» **What you will do**
Only the lines from the line holding "Could you please mark the man with" through the final line of the entries below are to be returned, exactly as they stand.

(Labeled-object pointing entries)
----

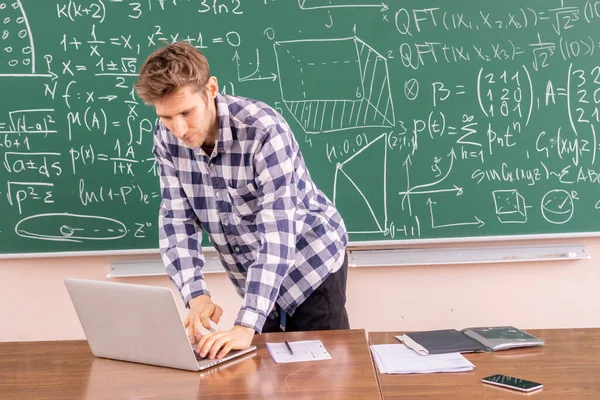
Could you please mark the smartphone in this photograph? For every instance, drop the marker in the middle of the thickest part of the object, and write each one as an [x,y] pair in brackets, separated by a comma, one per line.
[521,385]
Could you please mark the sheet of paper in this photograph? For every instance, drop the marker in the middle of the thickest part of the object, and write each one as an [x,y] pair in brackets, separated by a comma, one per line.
[307,350]
[399,359]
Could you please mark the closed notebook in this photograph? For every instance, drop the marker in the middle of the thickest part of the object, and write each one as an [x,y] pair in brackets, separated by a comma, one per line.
[502,337]
[468,340]
[441,341]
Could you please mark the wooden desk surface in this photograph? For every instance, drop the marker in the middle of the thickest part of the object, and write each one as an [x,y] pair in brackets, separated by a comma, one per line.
[68,370]
[568,366]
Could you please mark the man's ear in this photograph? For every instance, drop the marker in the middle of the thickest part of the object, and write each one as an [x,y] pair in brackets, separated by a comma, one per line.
[212,87]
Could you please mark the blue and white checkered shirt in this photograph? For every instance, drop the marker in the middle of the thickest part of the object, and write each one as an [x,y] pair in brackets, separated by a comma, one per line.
[277,235]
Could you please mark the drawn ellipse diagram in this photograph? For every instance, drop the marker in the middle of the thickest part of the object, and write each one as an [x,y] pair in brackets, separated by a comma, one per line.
[557,206]
[330,85]
[65,227]
[17,52]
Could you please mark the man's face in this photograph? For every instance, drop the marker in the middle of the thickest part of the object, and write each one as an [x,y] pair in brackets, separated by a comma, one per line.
[190,115]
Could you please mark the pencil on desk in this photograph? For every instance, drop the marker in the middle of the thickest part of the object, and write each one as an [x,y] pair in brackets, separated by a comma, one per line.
[289,347]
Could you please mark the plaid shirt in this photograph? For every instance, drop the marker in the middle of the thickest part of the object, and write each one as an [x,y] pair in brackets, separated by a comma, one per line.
[277,235]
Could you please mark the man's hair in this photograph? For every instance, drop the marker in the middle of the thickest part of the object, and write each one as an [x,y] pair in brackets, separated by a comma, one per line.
[175,66]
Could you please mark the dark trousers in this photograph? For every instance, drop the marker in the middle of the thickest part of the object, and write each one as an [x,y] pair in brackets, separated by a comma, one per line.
[323,309]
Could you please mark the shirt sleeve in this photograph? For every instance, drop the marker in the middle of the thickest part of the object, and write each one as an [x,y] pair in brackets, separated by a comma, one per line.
[180,235]
[276,186]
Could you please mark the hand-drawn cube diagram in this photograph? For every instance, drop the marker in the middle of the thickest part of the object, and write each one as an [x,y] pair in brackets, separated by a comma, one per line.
[510,206]
[330,85]
[17,53]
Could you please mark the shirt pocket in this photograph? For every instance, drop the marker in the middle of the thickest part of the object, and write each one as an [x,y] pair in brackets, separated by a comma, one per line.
[244,200]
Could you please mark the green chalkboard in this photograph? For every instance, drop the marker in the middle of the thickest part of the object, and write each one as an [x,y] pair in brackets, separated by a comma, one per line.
[445,120]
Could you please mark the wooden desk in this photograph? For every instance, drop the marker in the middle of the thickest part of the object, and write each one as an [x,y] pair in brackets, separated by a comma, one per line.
[68,370]
[568,366]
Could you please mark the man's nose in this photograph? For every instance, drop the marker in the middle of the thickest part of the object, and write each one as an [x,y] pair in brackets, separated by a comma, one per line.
[179,127]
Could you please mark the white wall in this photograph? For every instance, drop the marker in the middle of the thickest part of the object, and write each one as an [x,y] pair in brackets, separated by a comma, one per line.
[34,304]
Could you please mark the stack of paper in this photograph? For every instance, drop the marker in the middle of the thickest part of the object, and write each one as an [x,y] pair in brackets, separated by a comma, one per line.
[306,350]
[399,359]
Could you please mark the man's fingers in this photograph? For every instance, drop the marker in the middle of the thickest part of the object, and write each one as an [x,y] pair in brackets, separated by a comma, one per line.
[217,345]
[207,342]
[198,327]
[204,318]
[216,317]
[190,333]
[226,349]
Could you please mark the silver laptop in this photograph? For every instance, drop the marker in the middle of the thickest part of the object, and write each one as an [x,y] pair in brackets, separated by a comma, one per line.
[136,323]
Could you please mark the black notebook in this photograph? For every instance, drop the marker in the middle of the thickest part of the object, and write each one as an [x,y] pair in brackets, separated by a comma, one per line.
[468,340]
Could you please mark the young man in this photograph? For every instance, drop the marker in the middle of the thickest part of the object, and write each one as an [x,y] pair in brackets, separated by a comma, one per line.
[231,167]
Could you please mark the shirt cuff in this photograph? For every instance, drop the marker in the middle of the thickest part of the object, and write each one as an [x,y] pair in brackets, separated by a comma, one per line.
[251,318]
[193,289]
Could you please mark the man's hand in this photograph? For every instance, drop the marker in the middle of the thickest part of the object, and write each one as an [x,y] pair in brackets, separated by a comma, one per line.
[239,338]
[202,309]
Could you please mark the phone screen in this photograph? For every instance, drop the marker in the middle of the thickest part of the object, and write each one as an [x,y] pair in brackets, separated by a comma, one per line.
[513,383]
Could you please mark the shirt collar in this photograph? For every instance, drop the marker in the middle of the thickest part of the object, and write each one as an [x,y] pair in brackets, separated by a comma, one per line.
[224,134]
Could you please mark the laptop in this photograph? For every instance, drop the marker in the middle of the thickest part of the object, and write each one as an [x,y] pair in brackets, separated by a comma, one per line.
[136,323]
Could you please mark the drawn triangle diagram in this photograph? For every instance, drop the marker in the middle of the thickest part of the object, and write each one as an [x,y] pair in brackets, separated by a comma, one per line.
[330,85]
[17,54]
[360,194]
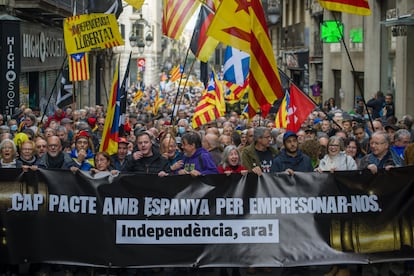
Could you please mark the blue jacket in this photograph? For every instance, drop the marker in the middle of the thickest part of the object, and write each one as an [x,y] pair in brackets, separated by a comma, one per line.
[301,162]
[201,161]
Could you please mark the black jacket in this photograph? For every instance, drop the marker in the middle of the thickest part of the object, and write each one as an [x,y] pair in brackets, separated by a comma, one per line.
[301,162]
[148,165]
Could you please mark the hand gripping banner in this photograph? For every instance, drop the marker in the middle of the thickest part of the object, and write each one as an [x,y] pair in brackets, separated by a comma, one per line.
[144,220]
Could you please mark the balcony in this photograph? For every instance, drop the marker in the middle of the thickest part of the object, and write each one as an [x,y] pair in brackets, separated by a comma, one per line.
[51,12]
[272,10]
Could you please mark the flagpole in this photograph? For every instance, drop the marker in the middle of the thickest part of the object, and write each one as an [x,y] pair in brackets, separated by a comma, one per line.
[179,83]
[53,89]
[353,69]
[324,112]
[186,82]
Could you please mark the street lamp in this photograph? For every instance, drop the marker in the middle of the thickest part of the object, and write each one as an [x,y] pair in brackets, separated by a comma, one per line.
[136,38]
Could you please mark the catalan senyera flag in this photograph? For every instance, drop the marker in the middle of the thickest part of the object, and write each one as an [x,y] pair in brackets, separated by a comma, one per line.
[358,7]
[231,24]
[211,105]
[175,15]
[281,115]
[110,134]
[235,92]
[242,24]
[79,67]
[158,102]
[299,108]
[138,95]
[175,73]
[201,44]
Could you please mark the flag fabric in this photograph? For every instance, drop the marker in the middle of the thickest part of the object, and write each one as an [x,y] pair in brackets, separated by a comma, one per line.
[175,73]
[298,109]
[281,115]
[175,15]
[158,102]
[211,105]
[79,67]
[231,24]
[235,92]
[245,112]
[110,134]
[138,95]
[137,4]
[236,65]
[123,126]
[358,7]
[65,94]
[201,44]
[242,25]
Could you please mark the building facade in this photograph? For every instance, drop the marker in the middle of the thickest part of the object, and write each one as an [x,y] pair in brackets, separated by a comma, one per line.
[374,58]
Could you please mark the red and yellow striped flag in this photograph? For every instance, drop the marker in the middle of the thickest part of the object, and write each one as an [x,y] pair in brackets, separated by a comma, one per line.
[211,105]
[176,14]
[242,25]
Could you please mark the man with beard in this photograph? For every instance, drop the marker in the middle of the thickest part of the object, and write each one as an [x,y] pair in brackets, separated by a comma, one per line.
[381,156]
[291,158]
[198,160]
[55,158]
[146,159]
[119,159]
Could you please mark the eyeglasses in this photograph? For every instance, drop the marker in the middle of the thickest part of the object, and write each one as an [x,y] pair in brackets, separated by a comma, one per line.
[53,145]
[102,160]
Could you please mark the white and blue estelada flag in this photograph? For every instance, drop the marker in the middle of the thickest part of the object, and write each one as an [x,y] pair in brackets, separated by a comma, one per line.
[236,65]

----

» **Written solution**
Could you please mark the man with beard in this photograph? For every instance, drop the marker in the middle of the thickest part of the object, and write each one as an [x,y] pair in brackets, separated by a comma, one per line.
[381,156]
[291,158]
[198,160]
[55,158]
[146,159]
[119,159]
Could you please mark the eyeglasses in this photograph? For every instance, drop the marker in the middle of the thickest part of the object, and write each one as an [x,y] pair in brackets, separated by a comma, one per line.
[53,145]
[102,160]
Could you please mark the white and blue estelada flag in this photograph? For every instance, drop the marker in the middle of the thickest part of the object, and write each one as an [x,y] pair in brackets, separated by a comma, one per line.
[236,65]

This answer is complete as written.